=== Task set ===
A. Translate this sentence from the Apache 404 discussion into Spanish: "It will then show that page instead of the normal 404."
B. Write what comes next in the Apache 404 discussion, picking up after its last sentence.

=== Document section ===
*** Begin section ***

You can set up an error document for Apache in your .htaccess
ErrorDocument 404 /my404.php
It will then show that page instead of the normal 404. You can then customize that 404 to include some text like “Where you looking for this? go here! Looking for that? Go there! Something else? Check our FAQ! Still not sure? Here’s our home!”, or include any search functionality you might have, etc.
A 404 with some nice that tries to help and guide people where to go from there is better than the lame white default apache 404
by the way, IE browsers have a tendency to show their own 404 if the size of the markup is below some value (I think it was 4k or something). Just put a whole bunch of lorem ipsum in HTML comments to stop it from doing that and show your 404 instead of it’s own which actually makes it look as if your website is totally broken (whoever came up that a browser wide 404 would be a good idea …)
So if I put that code in my .htaccess - which is currently located in my Web Root - and I also have a corresponding “my404.php” in my Web Root as well, then that is guaranteed to always come up if I have a broken link?? :-/
(I’d probably use my website template and just put a message in the center pane so it still looks like they are on the website but the particular page just isn’t coming up. That should be more than 4k.)

*** End section ***

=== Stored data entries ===
*** Begin section ***

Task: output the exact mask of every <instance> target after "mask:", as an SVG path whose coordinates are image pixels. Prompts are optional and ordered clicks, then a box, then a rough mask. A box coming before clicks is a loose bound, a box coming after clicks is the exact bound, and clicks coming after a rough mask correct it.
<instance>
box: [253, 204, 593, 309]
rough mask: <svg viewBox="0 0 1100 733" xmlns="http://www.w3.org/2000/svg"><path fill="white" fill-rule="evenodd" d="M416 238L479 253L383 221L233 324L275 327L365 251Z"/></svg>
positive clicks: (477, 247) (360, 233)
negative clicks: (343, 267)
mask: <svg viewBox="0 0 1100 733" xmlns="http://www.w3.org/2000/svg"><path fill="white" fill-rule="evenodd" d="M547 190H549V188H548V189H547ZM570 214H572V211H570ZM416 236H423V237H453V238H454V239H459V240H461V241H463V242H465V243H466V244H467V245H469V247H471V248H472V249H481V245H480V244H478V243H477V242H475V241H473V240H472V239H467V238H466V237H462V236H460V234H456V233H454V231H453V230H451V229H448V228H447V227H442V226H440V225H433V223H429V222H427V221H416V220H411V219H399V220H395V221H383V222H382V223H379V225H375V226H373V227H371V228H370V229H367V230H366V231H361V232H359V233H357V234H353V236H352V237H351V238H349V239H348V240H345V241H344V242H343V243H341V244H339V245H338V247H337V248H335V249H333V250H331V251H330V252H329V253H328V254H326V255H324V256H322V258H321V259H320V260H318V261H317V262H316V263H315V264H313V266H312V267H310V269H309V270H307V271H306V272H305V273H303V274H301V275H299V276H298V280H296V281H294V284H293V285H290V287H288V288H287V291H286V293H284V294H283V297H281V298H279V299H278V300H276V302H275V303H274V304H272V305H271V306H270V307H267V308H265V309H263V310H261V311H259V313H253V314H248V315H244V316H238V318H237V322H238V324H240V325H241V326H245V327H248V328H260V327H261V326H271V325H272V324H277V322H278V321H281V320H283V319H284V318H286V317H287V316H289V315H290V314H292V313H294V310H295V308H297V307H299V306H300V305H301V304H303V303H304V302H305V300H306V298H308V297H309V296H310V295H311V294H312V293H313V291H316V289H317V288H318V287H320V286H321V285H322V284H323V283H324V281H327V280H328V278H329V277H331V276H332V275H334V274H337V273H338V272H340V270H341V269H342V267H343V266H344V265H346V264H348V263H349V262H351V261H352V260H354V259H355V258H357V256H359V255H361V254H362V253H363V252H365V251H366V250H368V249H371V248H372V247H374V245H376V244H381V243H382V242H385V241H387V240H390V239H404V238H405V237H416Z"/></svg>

*** End section ***

=== Answers to the exercises ===
A. Entonces mostrará esa página en lugar del 404 normal.

B.
guaranteed is such strong word, but yeah, it will always show /my404.php when a requested URI wasn’t found.
By the way, it’s 512 bytes (not 4k) to get IE to show your message instead of it’s own. Mind you that that’s only HTML; CSS, JS, images, etc don’t count!
Just to be clear, we are talking about internal links ONLY with regard to .htaccess, right? If I link to sitepoint.com/gobbledegook, I’m going to get SP’s 404 regardless of what my .htaccess file says.
For internal 404’s, MODx users have the Notify404 extra, which will send you an email whenever a “not found” message is returned. I suppose other popular CMS’s have something comparable. (Personally I had to turn this off as myopic bots were triggering too many false positives.)
Allaire’s HomeSite used to do it across your pages. Man, I miss that program sometimes. (I know it got bundled in with Dreamweaver, but it just isn’t the same.)